Your instructions: Copy every line below that has the word "hedge" in it.

Stored data entries:
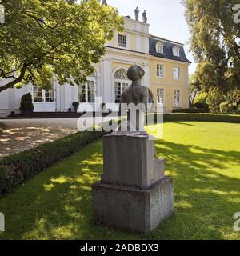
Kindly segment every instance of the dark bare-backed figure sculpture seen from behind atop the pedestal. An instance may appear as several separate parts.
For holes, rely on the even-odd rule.
[[[153,107],[154,95],[148,87],[142,86],[142,78],[144,74],[145,71],[142,67],[137,65],[131,66],[127,71],[127,76],[132,81],[132,84],[123,90],[120,108],[122,107],[122,104],[127,104],[128,106],[129,111],[126,122],[126,130],[128,132],[138,131],[146,134],[146,131],[143,128],[144,114]],[[137,111],[135,111],[136,106],[139,106]]]

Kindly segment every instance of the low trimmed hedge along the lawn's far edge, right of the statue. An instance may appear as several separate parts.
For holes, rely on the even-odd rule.
[[[154,118],[156,121],[156,117]],[[232,114],[164,114],[164,122],[232,122],[240,123],[240,115]]]

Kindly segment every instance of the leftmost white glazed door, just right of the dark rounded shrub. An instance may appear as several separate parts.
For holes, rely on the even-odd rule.
[[[55,112],[55,87],[50,90],[43,90],[38,86],[33,86],[33,103],[34,112]]]

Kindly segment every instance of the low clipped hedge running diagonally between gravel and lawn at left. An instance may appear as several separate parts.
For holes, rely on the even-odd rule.
[[[85,131],[0,159],[0,196],[106,132]]]

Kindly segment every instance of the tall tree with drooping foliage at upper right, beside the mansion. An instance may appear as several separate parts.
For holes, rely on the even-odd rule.
[[[190,26],[190,49],[203,90],[240,88],[240,26],[235,0],[183,0]]]

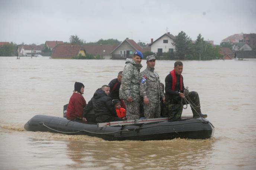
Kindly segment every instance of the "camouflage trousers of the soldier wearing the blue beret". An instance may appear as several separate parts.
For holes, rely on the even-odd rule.
[[[124,100],[126,106],[126,117],[127,120],[140,119],[140,102],[132,101],[128,102]]]

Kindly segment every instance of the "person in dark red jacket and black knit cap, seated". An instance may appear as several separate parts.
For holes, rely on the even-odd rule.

Answer box:
Kindly segment every instance of the low trimmed hedge along the lawn's far edge, right of the statue. An instance may appear as several separate parts.
Kindly segment every instance of the low clipped hedge running diagonally between gravel and lawn at left. An instance may appear as several separate parts.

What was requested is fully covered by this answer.